• DOCUMENT TEXT:
A Mantra for Coming To Life
For the past few months, I've been in a raging battle with my hormones. I'd been on the lookout for the signs since I got a hormonal IUD inserted six months ago -- or so I thought. But, as anyone with experience having depression or debilitating anxiety will tell you, that shit kinda just creeps up on you. Like darkness, these symptoms engulfs you while you're busy carrying on with your day until it's so dim you can no longer see. And then you panic, trying to find every last bit of light so you can carry on doing the things you love and being with people you care about. You search for light so that you don't have to go home and finally admit the bright, sunshiny day is over.
And that's the place I was in: running around every one of darkness' corners in search of a glimmer of light that was always just out of view. I did this for months until I finally became so dizzy and disconnected that I began neglecting everything I loved and inadvertently hurting the people closest to me.
I was so afraid of the dark that I forgot they were all right there, even if I couldn't see them. I forgot that – even if the dark prevented me from seeing myself fully 100% of the time – I, too, was still there. I forgot that I used to like staying up late laughing at shitty movies until 3am and working into the wee hours on a project I loved. I forgot that I didn't need darkness' promises of light around every corner because I am the light that I seek.
I realized suddenly that my energy had been dominating every space I entered and every encounter I had – with myself and others. And for too long, my energy had been bogged down by negativity and fear around this mysterious sadness that hovered around me like dusk threatening to take away my day.

• RECORDS SUPPLIED:

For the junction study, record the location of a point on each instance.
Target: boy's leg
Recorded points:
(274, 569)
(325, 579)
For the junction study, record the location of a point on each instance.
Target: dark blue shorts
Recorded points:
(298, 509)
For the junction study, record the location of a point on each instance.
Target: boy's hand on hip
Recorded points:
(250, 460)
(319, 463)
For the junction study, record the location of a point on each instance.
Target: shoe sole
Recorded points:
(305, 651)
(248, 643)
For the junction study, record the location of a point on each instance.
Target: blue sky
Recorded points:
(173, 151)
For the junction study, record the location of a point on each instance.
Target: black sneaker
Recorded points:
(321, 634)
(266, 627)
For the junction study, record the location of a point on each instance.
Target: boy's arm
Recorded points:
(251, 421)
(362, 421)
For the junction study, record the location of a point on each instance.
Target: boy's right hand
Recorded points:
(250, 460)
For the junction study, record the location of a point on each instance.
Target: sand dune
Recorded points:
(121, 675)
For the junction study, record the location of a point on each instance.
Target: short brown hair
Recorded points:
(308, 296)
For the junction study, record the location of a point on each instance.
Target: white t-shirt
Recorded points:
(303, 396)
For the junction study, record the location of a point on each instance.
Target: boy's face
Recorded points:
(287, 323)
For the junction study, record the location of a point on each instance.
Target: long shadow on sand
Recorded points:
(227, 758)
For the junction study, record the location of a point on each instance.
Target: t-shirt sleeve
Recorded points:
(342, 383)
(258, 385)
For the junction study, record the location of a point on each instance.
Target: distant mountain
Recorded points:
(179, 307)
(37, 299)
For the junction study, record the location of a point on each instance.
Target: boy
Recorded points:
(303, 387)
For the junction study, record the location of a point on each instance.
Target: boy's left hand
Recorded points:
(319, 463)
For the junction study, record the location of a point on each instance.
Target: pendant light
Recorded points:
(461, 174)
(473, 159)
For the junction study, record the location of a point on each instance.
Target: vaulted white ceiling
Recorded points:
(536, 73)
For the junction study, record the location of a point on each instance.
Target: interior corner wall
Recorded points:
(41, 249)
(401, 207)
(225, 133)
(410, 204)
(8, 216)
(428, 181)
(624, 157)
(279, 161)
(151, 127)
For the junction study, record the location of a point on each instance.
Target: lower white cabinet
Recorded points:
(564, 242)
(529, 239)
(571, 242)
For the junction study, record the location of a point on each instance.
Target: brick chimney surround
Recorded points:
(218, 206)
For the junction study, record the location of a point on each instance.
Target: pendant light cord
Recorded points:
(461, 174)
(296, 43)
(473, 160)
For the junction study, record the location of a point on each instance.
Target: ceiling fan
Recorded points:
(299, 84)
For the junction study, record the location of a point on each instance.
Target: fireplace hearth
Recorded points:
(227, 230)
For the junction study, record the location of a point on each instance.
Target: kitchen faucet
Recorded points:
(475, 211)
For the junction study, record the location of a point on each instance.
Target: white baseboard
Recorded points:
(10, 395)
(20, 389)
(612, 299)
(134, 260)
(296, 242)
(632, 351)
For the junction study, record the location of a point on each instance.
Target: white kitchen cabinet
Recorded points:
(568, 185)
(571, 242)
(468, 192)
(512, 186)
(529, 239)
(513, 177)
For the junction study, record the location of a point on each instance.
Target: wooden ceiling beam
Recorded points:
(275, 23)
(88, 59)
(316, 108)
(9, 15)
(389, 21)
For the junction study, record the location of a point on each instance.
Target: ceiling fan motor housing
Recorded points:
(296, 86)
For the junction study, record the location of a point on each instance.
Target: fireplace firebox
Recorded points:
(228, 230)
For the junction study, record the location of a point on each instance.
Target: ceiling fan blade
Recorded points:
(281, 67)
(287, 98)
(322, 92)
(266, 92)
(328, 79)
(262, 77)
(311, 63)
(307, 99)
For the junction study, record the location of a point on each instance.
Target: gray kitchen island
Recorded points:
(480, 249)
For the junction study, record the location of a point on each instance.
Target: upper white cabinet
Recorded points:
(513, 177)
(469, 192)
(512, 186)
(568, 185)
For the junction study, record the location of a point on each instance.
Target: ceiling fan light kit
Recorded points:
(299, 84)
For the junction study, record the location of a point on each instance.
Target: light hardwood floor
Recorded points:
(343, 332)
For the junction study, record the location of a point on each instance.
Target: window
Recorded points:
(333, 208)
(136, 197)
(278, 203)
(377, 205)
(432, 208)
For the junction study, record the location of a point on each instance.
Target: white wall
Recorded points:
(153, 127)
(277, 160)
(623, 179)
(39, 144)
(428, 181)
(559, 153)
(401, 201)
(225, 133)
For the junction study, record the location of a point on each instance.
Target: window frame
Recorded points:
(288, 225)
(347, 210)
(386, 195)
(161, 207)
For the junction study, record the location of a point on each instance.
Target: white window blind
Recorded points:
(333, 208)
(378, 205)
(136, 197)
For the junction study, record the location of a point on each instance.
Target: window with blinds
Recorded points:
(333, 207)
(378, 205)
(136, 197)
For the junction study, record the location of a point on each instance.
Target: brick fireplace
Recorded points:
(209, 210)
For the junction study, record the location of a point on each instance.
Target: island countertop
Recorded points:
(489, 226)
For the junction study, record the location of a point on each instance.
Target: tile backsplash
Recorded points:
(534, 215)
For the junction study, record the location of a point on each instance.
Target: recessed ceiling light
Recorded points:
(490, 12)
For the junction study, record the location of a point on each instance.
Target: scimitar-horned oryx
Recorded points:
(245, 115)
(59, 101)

• YOUR TASKS:
[a] Duplicate the portion of the essay about depression between "And that's the" and "that I seek.", inclusive.
[b] Write the next part of the essay about depression, starting after its last sentence.

• OUTPUTS IN ORDER:
[a]
And that's the place I was in: running around every one of darkness' corners in search of a glimmer of light that was always just out of view. I did this for months until I finally became so dizzy and disconnected that I began neglecting everything I loved and inadvertently hurting the people closest to me.
I was so afraid of the dark that I forgot they were all right there, even if I couldn't see them. I forgot that – even if the dark prevented me from seeing myself fully 100% of the time – I, too, was still there. I forgot that I used to like staying up late laughing at shitty movies until 3am and working into the wee hours on a project I loved. I forgot that I didn't need darkness' promises of light around every corner because I am the light that I seek.

[b]
So I made a choice: to arm myself with positivity and let that radiance form a shield against impending darkness. I decided to start really watching how my life changed when I brought every ounce of joy I could muster into my interactions, my work, and into myself. My mantra became: "My energy dominates."
And it's no surprise to report that it changed everything.
This perspective – and a diagnosis of PMDD – changed EVERYTHING. I was able to see that, yes times had gotten tough, but it was not forever. I was able to identify that my intense moods were just that and that they, too, would pass. I could see clearly that every single situation I'd ever been in was determined by my energetic response and that meant I could change them all for the better. In short, I was able to take radical responsibility for the ways in which I was contributing to my own darkness and, in accepting that, my light was able to burn even brighter.
Because, you see, the more we realize that we are the shining stars of our own lives, the more empowered we become to carry on in spite of the darkness. The more we realize just how much our energy affects the energies around us, the more responsible we feel to be the positive, radiant, light-filled beings we were put here to be. Nobody wants to be responsible for bringing the vibe down, am I right?
This perspective has radically metamorphed my life and, subsequently, everyone's life I've touched. It may sound lofty, but I truly believe that my well-being makes an imprint on my communities' well-being, local and global.
And on a personal level? I'm happy to report that I'm no longer afraid of the dark. Instead, I notice how beautiful the day looks as it turns to dusk and, as night rolls in, I am excited for an opportunity to shine.